- What to produce
Your answer should repeat every line of the records below in which the word "whole" appears.

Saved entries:
◇ ◇ ◇
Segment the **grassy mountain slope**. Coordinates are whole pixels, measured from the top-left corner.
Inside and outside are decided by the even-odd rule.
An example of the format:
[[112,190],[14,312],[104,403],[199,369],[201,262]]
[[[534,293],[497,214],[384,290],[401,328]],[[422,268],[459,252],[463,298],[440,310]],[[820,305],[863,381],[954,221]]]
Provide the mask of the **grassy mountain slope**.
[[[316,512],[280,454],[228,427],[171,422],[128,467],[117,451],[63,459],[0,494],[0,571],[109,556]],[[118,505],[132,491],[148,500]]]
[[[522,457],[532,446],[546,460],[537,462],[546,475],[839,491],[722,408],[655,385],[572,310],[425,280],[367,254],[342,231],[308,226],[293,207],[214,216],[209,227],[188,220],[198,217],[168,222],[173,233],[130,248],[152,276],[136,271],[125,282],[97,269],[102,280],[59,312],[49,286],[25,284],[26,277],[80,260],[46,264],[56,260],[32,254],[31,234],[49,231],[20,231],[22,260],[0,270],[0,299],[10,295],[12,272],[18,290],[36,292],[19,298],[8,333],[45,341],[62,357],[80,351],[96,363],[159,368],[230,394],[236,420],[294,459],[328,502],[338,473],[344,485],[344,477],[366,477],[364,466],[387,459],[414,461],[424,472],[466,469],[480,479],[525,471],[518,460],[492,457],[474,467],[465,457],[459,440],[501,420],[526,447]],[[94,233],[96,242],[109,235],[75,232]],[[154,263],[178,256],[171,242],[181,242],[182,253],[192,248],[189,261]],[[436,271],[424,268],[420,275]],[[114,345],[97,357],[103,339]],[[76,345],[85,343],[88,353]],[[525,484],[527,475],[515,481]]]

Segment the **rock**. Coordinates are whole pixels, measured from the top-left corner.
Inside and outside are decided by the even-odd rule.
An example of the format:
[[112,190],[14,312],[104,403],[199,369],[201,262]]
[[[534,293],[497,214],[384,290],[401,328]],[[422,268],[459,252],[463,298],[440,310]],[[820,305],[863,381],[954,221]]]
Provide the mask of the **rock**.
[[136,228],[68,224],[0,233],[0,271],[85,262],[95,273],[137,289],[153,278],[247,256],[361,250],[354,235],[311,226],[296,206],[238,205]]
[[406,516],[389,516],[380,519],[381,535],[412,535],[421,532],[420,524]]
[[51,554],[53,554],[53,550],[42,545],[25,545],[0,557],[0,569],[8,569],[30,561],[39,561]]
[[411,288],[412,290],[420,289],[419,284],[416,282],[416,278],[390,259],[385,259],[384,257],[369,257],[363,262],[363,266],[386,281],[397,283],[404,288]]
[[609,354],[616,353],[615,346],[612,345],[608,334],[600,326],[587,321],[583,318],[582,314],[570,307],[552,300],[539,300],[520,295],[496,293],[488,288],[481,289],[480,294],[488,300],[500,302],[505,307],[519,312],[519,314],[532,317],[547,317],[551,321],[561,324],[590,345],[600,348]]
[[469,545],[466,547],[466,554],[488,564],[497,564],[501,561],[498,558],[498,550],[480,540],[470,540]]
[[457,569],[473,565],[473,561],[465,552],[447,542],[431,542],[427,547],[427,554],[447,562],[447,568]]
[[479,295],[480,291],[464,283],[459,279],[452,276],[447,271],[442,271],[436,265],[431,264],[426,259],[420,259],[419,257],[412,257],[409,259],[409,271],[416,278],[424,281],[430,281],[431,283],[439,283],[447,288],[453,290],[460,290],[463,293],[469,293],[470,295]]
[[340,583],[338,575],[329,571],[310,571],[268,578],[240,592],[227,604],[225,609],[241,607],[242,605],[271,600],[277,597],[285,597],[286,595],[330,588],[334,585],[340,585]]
◇ ◇ ◇
- Solution for this problem
Segment the **grassy mountain slope**. Coordinates are whole pixels, measured from the top-left corner.
Segment the **rock**. Coordinates are whole pixels, measured from the top-left corner.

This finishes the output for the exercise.